Exercise> Put each line of the records below into a JSON list of strings, one string per line, with blank lines left out.

Input material>
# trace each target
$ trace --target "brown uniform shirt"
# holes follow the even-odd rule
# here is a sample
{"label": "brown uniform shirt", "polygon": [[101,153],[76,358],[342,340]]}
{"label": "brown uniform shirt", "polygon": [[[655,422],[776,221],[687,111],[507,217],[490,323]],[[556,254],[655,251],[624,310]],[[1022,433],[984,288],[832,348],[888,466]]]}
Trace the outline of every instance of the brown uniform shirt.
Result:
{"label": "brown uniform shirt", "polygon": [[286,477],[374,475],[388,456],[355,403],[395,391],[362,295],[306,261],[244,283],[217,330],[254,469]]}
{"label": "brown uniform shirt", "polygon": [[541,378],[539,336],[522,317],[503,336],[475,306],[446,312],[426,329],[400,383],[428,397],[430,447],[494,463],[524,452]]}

The reply>
[
  "# trace each target",
  "$ trace --target \"brown uniform shirt\"",
  "# holes follow the even-odd rule",
  "# here is a sample",
  "{\"label\": \"brown uniform shirt\", \"polygon\": [[101,153],[76,358],[342,340]]}",
  "{\"label\": \"brown uniform shirt\", \"polygon\": [[[655,422],[776,221],[687,111],[507,217],[490,323]],[[556,254],[655,251],[624,310]],[[1022,433],[984,288],[832,348],[888,466]]]}",
  "Trace the outline of every instance of the brown uniform shirt.",
  "Result:",
  "{\"label\": \"brown uniform shirt\", \"polygon\": [[286,477],[374,475],[388,456],[355,403],[395,391],[362,295],[306,261],[244,283],[217,330],[254,469]]}",
  "{\"label\": \"brown uniform shirt\", \"polygon\": [[541,378],[539,336],[522,317],[503,336],[475,306],[446,312],[426,329],[400,383],[428,397],[430,447],[494,463],[524,452]]}"
]